Detection annotation records >>
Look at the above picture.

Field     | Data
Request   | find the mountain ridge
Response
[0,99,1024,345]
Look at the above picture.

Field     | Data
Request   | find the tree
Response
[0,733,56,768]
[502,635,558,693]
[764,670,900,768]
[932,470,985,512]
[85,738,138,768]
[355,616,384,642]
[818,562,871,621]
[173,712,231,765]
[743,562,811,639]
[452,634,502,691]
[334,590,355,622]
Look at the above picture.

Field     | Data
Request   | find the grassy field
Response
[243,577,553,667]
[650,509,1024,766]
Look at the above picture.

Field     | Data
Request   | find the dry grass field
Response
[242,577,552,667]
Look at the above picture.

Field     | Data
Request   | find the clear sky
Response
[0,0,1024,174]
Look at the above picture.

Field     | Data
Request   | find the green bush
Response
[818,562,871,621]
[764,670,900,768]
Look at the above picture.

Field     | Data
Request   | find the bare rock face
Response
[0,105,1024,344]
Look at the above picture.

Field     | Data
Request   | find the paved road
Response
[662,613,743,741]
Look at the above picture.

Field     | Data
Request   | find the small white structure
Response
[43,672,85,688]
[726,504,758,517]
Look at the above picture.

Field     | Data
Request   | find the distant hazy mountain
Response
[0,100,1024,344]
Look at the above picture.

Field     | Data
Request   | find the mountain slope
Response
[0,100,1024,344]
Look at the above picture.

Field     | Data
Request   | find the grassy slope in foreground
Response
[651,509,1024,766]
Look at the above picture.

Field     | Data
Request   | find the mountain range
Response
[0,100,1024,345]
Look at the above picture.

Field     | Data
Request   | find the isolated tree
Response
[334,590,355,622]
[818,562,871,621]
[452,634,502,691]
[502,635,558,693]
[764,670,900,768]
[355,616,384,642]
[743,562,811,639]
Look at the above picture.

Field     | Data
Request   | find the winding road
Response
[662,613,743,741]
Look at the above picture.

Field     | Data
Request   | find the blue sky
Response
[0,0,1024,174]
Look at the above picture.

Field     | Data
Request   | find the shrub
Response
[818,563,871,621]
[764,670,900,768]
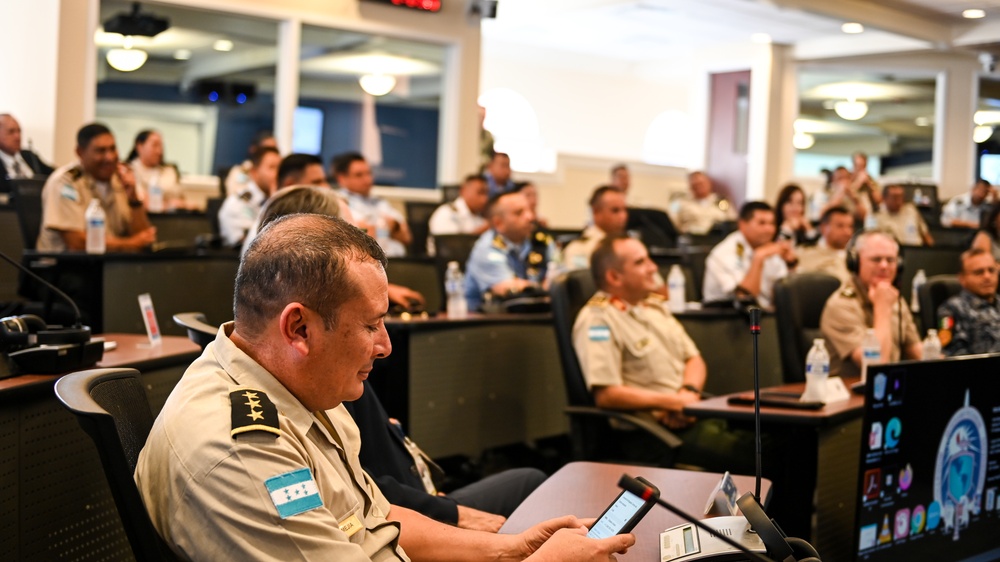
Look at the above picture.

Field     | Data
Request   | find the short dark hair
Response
[819,205,854,224]
[76,123,114,148]
[332,151,365,176]
[278,152,323,186]
[250,146,281,168]
[740,201,774,222]
[233,214,387,340]
[590,234,628,289]
[257,185,340,231]
[587,185,622,209]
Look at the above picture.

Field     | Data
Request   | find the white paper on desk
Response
[139,293,163,346]
[823,377,851,404]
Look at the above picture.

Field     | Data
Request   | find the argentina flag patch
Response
[587,326,611,341]
[264,468,323,519]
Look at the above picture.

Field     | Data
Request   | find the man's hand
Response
[458,505,507,533]
[518,515,635,562]
[868,281,899,310]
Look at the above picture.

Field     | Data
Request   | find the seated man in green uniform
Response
[135,214,634,562]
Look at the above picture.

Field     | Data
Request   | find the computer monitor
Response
[855,354,1000,562]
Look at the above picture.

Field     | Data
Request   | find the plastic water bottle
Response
[667,264,687,312]
[910,269,927,312]
[861,328,882,382]
[802,338,830,402]
[147,174,163,213]
[924,328,941,360]
[444,261,469,320]
[84,197,107,254]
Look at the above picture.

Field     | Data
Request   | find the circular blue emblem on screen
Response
[928,391,987,540]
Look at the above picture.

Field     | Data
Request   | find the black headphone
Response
[846,228,903,279]
[0,314,90,351]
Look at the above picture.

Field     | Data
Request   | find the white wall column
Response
[274,18,302,154]
[934,61,979,199]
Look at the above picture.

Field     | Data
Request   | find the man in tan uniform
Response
[875,185,934,246]
[135,215,634,562]
[795,207,854,283]
[38,123,156,252]
[563,185,628,269]
[820,231,923,377]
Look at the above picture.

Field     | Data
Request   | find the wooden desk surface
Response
[0,334,201,392]
[500,462,771,562]
[684,379,865,426]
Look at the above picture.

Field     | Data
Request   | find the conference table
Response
[500,462,771,562]
[0,334,201,561]
[684,379,864,562]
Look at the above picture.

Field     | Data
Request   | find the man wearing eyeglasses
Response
[938,248,1000,357]
[820,231,923,377]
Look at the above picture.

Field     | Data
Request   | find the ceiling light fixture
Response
[792,133,816,150]
[358,74,396,96]
[833,98,868,121]
[972,125,993,144]
[105,36,149,72]
[840,21,865,34]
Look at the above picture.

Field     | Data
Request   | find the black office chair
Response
[174,312,219,349]
[55,369,178,562]
[550,269,682,460]
[406,201,441,256]
[774,273,840,383]
[10,179,45,250]
[917,275,962,332]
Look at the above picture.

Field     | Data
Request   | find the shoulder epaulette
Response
[229,388,281,437]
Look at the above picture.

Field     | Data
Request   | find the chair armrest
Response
[564,406,684,449]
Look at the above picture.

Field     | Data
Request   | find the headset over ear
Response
[846,228,903,279]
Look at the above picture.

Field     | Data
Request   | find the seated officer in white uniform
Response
[427,174,490,256]
[38,123,156,252]
[465,191,559,310]
[702,201,795,307]
[135,214,634,562]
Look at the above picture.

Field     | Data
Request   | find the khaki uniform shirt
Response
[819,277,920,377]
[875,203,928,246]
[135,324,408,562]
[38,164,132,252]
[563,225,606,270]
[573,291,700,393]
[795,238,851,283]
[677,193,734,234]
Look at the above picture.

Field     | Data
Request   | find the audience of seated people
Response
[465,192,559,310]
[820,230,923,377]
[937,248,1000,357]
[674,172,735,234]
[37,123,156,252]
[0,113,52,193]
[702,201,796,308]
[875,185,934,246]
[125,129,184,212]
[333,152,412,254]
[427,170,490,250]
[219,147,281,248]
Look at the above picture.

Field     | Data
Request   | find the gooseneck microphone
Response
[618,474,774,562]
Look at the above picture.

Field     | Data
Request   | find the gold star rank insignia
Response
[229,388,281,437]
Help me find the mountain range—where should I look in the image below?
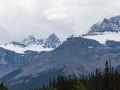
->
[2,16,120,90]
[0,34,61,77]
[0,33,61,53]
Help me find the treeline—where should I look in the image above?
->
[34,60,120,90]
[0,82,8,90]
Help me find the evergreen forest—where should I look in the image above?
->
[34,60,120,90]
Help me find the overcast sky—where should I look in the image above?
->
[0,0,120,44]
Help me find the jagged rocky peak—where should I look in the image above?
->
[23,35,38,45]
[44,33,61,48]
[88,16,120,33]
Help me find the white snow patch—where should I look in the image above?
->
[0,44,53,53]
[83,32,120,44]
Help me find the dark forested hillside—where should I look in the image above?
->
[34,60,120,90]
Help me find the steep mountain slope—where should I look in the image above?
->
[82,16,120,44]
[2,37,120,90]
[0,34,61,77]
[0,34,61,53]
[0,48,46,77]
[2,16,120,90]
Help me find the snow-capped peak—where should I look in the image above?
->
[88,16,120,33]
[0,33,61,53]
[83,16,120,44]
[23,35,38,45]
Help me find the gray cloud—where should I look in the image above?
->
[0,0,120,43]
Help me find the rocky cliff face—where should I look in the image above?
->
[89,16,120,33]
[1,16,120,90]
[0,48,45,77]
[0,34,61,53]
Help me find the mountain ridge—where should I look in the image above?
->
[0,33,61,53]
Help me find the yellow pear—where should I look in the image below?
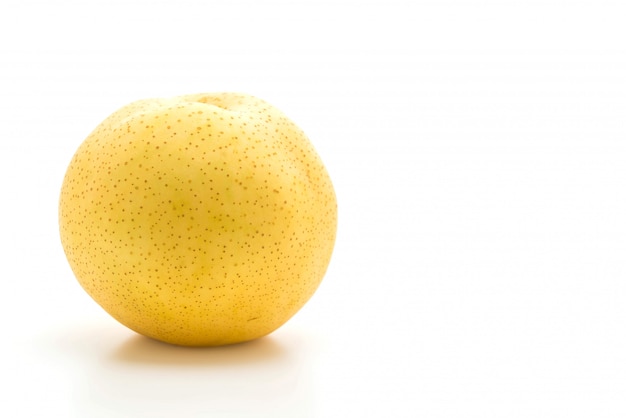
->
[59,93,337,346]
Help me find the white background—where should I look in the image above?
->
[0,0,626,418]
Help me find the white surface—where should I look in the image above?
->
[0,0,626,418]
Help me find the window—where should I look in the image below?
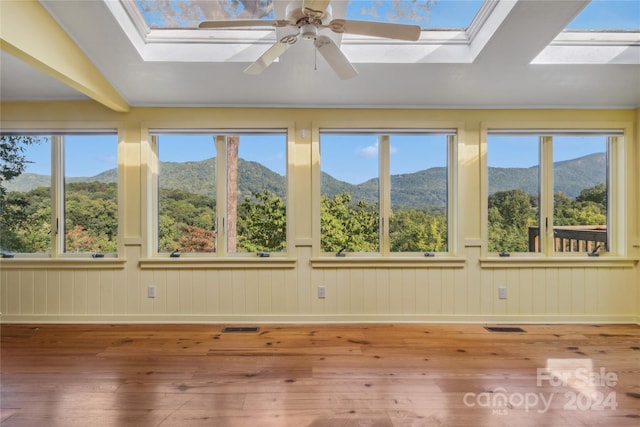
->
[152,131,287,255]
[487,131,621,255]
[0,132,118,256]
[320,130,455,255]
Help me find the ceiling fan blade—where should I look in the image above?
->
[314,36,358,80]
[198,19,293,29]
[244,35,298,74]
[329,19,422,41]
[302,0,331,18]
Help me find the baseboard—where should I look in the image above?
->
[0,314,640,325]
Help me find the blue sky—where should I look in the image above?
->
[20,0,640,183]
[21,134,606,184]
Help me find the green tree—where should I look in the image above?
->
[488,189,538,252]
[237,190,287,252]
[389,209,447,252]
[320,192,379,252]
[0,135,43,198]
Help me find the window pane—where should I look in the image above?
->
[320,134,380,252]
[64,135,118,253]
[227,133,287,253]
[487,134,541,252]
[553,135,609,252]
[389,135,448,252]
[157,135,216,252]
[0,135,51,253]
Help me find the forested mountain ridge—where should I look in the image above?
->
[7,153,606,208]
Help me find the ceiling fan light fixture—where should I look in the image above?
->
[300,24,318,40]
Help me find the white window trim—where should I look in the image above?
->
[140,124,297,269]
[0,122,126,262]
[311,127,458,262]
[480,122,635,268]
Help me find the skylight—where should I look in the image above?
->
[135,0,483,29]
[566,0,640,31]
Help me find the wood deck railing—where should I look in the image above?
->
[529,225,607,252]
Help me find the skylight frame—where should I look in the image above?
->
[112,0,498,63]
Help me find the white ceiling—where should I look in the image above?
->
[0,0,640,108]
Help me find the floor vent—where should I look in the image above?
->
[484,326,527,332]
[222,326,260,332]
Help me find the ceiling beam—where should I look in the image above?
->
[0,0,129,112]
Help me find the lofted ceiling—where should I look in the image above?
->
[0,0,640,110]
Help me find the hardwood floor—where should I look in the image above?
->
[0,324,640,427]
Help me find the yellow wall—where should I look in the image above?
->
[0,101,640,323]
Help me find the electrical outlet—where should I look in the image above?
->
[318,286,327,298]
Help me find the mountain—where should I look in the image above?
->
[7,153,606,207]
[489,153,607,199]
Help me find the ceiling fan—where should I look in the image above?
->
[199,0,421,80]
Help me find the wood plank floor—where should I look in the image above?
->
[0,324,640,427]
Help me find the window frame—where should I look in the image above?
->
[311,123,458,268]
[2,127,124,260]
[147,126,295,260]
[480,122,632,267]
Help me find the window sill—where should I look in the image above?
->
[480,255,638,268]
[139,257,298,270]
[311,256,467,268]
[0,258,127,270]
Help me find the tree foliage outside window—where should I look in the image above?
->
[0,135,118,253]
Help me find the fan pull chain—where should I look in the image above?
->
[313,41,318,71]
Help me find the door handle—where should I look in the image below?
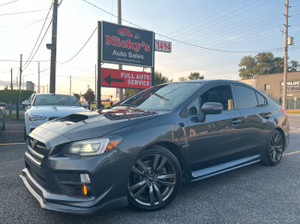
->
[231,119,241,126]
[263,112,271,119]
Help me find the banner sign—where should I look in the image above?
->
[101,68,151,89]
[280,81,300,93]
[155,40,172,53]
[101,21,154,67]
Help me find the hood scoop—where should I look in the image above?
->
[56,114,89,123]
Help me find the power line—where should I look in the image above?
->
[23,20,52,71]
[83,0,277,53]
[0,9,47,16]
[24,4,53,67]
[58,27,97,64]
[0,0,20,7]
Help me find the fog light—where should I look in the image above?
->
[80,173,91,183]
[82,184,87,195]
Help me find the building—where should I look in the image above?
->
[26,81,34,91]
[239,72,300,109]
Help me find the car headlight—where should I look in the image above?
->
[62,137,122,156]
[29,114,47,121]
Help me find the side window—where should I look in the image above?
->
[200,85,233,110]
[234,85,257,109]
[256,92,267,107]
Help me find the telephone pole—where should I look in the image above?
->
[46,0,58,93]
[282,0,290,109]
[10,68,14,90]
[70,75,72,95]
[38,62,41,93]
[118,0,124,100]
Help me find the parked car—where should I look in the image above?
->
[22,93,88,139]
[20,80,289,214]
[0,102,7,131]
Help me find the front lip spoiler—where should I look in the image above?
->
[19,168,128,215]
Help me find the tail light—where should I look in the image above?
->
[280,108,288,116]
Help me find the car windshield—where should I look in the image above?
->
[117,82,202,110]
[33,95,81,107]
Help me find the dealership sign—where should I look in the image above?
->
[101,21,154,67]
[101,68,151,89]
[280,80,300,92]
[155,40,172,53]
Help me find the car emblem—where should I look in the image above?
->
[30,139,37,149]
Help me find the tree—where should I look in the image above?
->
[188,72,204,80]
[125,72,173,98]
[83,88,95,105]
[239,52,299,79]
[179,72,204,81]
[73,93,80,100]
[179,76,187,82]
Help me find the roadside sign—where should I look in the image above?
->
[155,40,172,53]
[101,21,154,67]
[101,68,151,89]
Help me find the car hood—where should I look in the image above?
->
[28,106,87,117]
[30,110,158,147]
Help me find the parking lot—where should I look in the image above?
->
[0,114,300,224]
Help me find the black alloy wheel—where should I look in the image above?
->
[264,130,284,166]
[127,147,182,211]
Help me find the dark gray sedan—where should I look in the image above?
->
[20,80,289,214]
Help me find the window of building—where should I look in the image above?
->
[264,84,271,90]
[256,92,267,107]
[234,85,257,109]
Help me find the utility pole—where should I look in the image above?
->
[282,0,290,109]
[46,0,58,93]
[70,75,72,95]
[118,0,124,100]
[17,54,23,120]
[10,68,14,90]
[38,62,41,93]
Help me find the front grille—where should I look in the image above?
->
[27,166,46,186]
[28,138,47,165]
[49,117,59,121]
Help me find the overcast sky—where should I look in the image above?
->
[0,0,300,99]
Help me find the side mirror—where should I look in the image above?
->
[198,102,223,122]
[22,100,30,106]
[201,102,223,114]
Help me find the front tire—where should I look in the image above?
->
[263,130,284,166]
[127,146,182,211]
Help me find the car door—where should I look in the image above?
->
[233,84,273,157]
[185,85,242,171]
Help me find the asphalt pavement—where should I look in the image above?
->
[0,114,300,224]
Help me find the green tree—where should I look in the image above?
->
[179,76,187,82]
[239,52,299,79]
[125,72,173,98]
[73,93,80,100]
[188,72,204,80]
[179,72,204,81]
[83,88,95,105]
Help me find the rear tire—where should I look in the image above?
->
[127,146,182,211]
[263,130,284,166]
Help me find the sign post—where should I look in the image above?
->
[97,21,172,109]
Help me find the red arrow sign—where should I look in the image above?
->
[101,68,151,89]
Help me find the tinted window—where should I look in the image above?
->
[256,92,267,107]
[201,85,233,110]
[234,85,257,109]
[117,82,202,110]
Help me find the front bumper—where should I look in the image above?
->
[20,168,128,215]
[20,137,130,215]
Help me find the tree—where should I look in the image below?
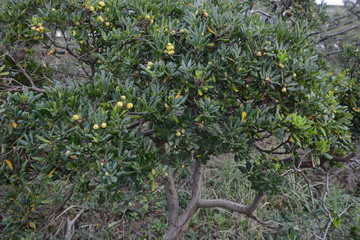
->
[0,0,355,239]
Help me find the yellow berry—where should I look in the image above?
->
[126,103,134,109]
[11,122,17,128]
[71,114,80,121]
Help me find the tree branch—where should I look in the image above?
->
[164,171,180,225]
[321,170,333,240]
[191,160,204,199]
[6,53,45,92]
[198,195,276,227]
[317,24,360,43]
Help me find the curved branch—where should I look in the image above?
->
[198,195,276,227]
[317,24,360,43]
[164,171,180,225]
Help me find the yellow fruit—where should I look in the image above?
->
[11,122,17,128]
[5,159,14,171]
[126,103,134,109]
[71,114,80,121]
[147,62,154,68]
[241,112,247,122]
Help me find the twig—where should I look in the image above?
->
[317,25,360,43]
[65,209,85,240]
[321,170,333,240]
[250,10,274,18]
[5,53,36,87]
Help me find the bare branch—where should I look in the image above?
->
[164,171,180,225]
[250,10,274,18]
[191,160,204,199]
[321,170,333,240]
[317,24,360,43]
[199,195,276,228]
[6,53,45,92]
[65,209,85,240]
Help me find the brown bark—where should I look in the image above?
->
[164,161,270,240]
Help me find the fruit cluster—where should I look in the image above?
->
[164,43,175,55]
[31,23,45,33]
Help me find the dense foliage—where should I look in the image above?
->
[0,0,357,239]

Given request >>
Copy out, with no changes, the part of the rows that opens with the line containing "Help me find the yellow wall—where" and closes with the line containing "[313,41,318,71]", both of those lines included.

Answer to the task >>
Help me find the yellow wall—where should I look in the image above?
->
[0,101,640,323]
Help me find the electrical outlet—where should I look in the image above?
->
[318,286,327,298]
Help me find the mountain—where should I look in the image above?
->
[7,153,606,207]
[489,153,607,199]
Help me find the ceiling fan—where should I look in the image above?
->
[199,0,421,80]
Help me find the wood plank floor—where should I look in the image above?
->
[0,324,640,427]
Help me find the window frame—where should I look in the image above?
->
[311,123,458,268]
[2,127,124,260]
[147,126,295,260]
[480,122,632,267]
Help me find the window sill—where should I look in the image above?
->
[480,255,638,268]
[139,257,298,270]
[311,256,467,268]
[0,258,127,270]
Help me find the tree foliage outside window—where should I look in the image above?
->
[0,135,118,253]
Help me find the fan pull chain—where should I look in the image above?
->
[313,41,318,71]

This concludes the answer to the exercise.